From the line containing "Each instance receives exactly one keypoint. Tag the green" down to the last line of the data, output each line word for word and include nothing else.

• **Data for this task**:
● ● ●

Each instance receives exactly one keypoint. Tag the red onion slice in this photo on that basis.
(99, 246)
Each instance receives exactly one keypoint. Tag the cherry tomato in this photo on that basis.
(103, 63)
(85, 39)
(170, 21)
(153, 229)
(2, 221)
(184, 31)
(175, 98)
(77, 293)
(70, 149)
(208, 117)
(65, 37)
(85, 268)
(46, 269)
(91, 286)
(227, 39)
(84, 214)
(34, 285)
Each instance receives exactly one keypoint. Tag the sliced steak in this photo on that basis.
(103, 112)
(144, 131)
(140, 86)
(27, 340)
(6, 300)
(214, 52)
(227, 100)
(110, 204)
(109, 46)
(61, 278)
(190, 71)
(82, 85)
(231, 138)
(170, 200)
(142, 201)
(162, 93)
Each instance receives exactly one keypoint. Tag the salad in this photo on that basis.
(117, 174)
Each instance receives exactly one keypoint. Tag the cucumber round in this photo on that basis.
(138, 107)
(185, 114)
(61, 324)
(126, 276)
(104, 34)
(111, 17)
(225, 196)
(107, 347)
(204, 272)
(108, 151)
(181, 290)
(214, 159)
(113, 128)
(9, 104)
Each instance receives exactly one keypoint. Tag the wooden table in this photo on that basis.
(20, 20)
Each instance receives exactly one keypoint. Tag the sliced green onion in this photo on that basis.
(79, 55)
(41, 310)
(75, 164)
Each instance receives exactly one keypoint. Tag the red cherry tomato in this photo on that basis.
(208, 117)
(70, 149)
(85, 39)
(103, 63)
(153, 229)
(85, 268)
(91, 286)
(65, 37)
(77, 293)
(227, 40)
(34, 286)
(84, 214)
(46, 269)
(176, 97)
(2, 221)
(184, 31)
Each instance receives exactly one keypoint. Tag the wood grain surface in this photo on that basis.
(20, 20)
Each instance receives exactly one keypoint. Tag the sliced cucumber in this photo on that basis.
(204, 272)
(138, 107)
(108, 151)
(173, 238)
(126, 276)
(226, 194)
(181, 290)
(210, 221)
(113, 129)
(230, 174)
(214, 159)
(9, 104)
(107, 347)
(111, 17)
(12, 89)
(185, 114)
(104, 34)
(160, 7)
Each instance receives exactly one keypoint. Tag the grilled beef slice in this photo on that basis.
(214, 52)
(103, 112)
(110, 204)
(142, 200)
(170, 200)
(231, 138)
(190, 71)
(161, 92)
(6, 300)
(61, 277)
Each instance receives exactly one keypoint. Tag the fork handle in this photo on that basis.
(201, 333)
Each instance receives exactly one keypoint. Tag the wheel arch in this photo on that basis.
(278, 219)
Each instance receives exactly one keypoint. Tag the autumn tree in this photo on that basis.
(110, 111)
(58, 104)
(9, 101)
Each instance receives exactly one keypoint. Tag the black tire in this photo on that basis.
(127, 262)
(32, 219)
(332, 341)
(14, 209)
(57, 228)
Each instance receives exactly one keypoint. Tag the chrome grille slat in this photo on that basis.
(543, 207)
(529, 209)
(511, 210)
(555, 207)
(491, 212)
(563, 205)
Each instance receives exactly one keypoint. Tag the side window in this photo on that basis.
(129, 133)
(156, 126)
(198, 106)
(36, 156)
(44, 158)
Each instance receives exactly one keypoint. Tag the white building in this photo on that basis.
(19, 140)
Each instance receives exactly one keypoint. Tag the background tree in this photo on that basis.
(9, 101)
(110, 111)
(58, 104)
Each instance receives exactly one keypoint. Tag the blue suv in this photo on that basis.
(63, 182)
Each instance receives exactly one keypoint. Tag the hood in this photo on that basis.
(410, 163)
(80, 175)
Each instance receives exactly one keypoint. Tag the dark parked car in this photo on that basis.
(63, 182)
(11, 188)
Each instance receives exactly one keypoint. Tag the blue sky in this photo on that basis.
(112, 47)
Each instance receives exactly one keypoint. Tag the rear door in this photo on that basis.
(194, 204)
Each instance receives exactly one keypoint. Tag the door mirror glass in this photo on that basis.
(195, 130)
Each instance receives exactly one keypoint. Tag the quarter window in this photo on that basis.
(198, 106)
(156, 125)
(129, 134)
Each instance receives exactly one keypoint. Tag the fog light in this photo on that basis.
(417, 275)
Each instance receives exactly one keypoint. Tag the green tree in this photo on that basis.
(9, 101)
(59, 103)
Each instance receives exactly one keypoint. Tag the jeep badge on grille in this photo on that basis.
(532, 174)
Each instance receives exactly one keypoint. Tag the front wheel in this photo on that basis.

● ● ●

• **Task answer**:
Each instance receives exactly one keypoint. Tag the green tree in this photo on that basis.
(9, 101)
(59, 103)
Each instance receives exactly one keypoint. Tag the jeep badge on grille in this photo on that basis.
(532, 174)
Each instance receives exactly one keypoint. Tag the front wheel in this photo on that basis.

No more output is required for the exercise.